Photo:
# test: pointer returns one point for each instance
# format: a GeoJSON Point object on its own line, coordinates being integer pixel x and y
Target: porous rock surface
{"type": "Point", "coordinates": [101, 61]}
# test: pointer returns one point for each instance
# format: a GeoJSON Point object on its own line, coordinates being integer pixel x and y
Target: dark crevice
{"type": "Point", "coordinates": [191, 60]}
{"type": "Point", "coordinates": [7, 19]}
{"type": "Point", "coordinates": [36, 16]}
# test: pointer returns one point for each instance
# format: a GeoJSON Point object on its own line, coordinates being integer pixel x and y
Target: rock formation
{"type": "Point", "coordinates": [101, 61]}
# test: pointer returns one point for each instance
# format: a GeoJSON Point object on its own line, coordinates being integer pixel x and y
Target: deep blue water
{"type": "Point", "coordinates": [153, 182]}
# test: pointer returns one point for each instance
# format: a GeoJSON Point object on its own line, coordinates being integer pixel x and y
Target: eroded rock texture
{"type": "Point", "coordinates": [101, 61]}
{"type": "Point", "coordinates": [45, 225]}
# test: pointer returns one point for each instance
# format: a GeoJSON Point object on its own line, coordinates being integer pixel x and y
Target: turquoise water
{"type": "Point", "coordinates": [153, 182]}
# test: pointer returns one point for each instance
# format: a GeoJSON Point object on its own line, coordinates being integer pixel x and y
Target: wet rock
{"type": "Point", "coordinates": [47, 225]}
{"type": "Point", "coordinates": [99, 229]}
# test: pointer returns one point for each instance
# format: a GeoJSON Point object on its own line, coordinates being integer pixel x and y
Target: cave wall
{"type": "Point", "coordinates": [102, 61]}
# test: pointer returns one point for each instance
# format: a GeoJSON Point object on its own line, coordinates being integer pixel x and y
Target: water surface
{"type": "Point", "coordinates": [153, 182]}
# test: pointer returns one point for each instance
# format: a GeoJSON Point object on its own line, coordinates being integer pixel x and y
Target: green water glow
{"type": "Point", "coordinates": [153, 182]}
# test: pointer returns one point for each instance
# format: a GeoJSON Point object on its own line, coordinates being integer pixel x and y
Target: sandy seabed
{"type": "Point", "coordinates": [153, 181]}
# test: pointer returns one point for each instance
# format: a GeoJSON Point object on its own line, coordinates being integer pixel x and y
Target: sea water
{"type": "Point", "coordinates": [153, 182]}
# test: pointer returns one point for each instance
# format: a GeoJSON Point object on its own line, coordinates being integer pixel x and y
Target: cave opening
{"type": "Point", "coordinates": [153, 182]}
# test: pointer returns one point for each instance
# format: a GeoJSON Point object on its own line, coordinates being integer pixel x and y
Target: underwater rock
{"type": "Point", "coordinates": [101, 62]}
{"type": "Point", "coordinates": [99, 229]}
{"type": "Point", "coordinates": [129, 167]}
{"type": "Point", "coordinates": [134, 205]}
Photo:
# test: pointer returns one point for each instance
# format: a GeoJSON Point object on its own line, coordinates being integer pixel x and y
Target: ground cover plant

> **WHAT YOU SHOULD DO**: Each record above has to be repeated word for word.

> **RESULT OF THE TASK**:
Photo:
# test: pointer returns one point for each instance
# format: a GeoJSON Point object on its own line, coordinates being integer pixel x and y
Target: porous rock surface
{"type": "Point", "coordinates": [101, 61]}
# test: pointer returns one point for each instance
# format: a GeoJSON Point object on its own line, coordinates being integer pixel x and y
Target: dark crevice
{"type": "Point", "coordinates": [191, 60]}
{"type": "Point", "coordinates": [7, 19]}
{"type": "Point", "coordinates": [36, 16]}
# test: pointer returns one point for each instance
# format: a GeoJSON Point object on its own line, coordinates being integer pixel x and y
Target: rock formation
{"type": "Point", "coordinates": [101, 61]}
# test: pointer returns one point for each instance
# format: a GeoJSON Point object on its own line, coordinates being integer pixel x and y
Target: deep blue water
{"type": "Point", "coordinates": [153, 182]}
# test: pointer returns one point for each instance
# format: a GeoJSON Point object on its own line, coordinates being integer pixel x and y
Target: eroded rock texture
{"type": "Point", "coordinates": [101, 61]}
{"type": "Point", "coordinates": [45, 225]}
# test: pointer returns one point for each instance
# format: a GeoJSON Point object on its own line, coordinates being integer pixel x and y
Target: turquoise water
{"type": "Point", "coordinates": [153, 182]}
# test: pointer returns one point for each instance
# format: a GeoJSON Point object on its own line, coordinates being integer pixel x and y
Target: wet rock
{"type": "Point", "coordinates": [47, 225]}
{"type": "Point", "coordinates": [99, 229]}
# test: pointer returns one point for each instance
# format: a GeoJSON Point object on its own line, coordinates being integer pixel x and y
Target: cave wall
{"type": "Point", "coordinates": [102, 61]}
# test: pointer returns one point for each instance
# format: a GeoJSON Point object on its own line, coordinates being integer pixel x and y
Target: water surface
{"type": "Point", "coordinates": [153, 182]}
# test: pointer returns one point for each instance
# format: a GeoJSON Point object on its own line, coordinates being integer pixel x and y
Target: green water glow
{"type": "Point", "coordinates": [153, 182]}
# test: pointer returns one point for each instance
# format: a GeoJSON Point object on its own line, coordinates being integer pixel x and y
Target: sandy seabed
{"type": "Point", "coordinates": [153, 181]}
# test: pointer returns one point for each instance
# format: a GeoJSON Point object on its own line, coordinates being integer pixel x and y
Target: sea water
{"type": "Point", "coordinates": [153, 182]}
# test: pointer returns one point for each instance
# format: a GeoJSON Point object on its own line, coordinates being integer pixel x and y
Target: cave opening
{"type": "Point", "coordinates": [153, 182]}
# test: pointer returns one point for each instance
# format: a GeoJSON Point object on its own line, coordinates being integer pixel x and y
Target: underwater rock
{"type": "Point", "coordinates": [101, 62]}
{"type": "Point", "coordinates": [99, 229]}
{"type": "Point", "coordinates": [129, 167]}
{"type": "Point", "coordinates": [134, 205]}
Photo:
# test: pointer returns one point for each instance
# format: a GeoJSON Point object on its own line, coordinates being integer pixel x and y
Target: ground cover plant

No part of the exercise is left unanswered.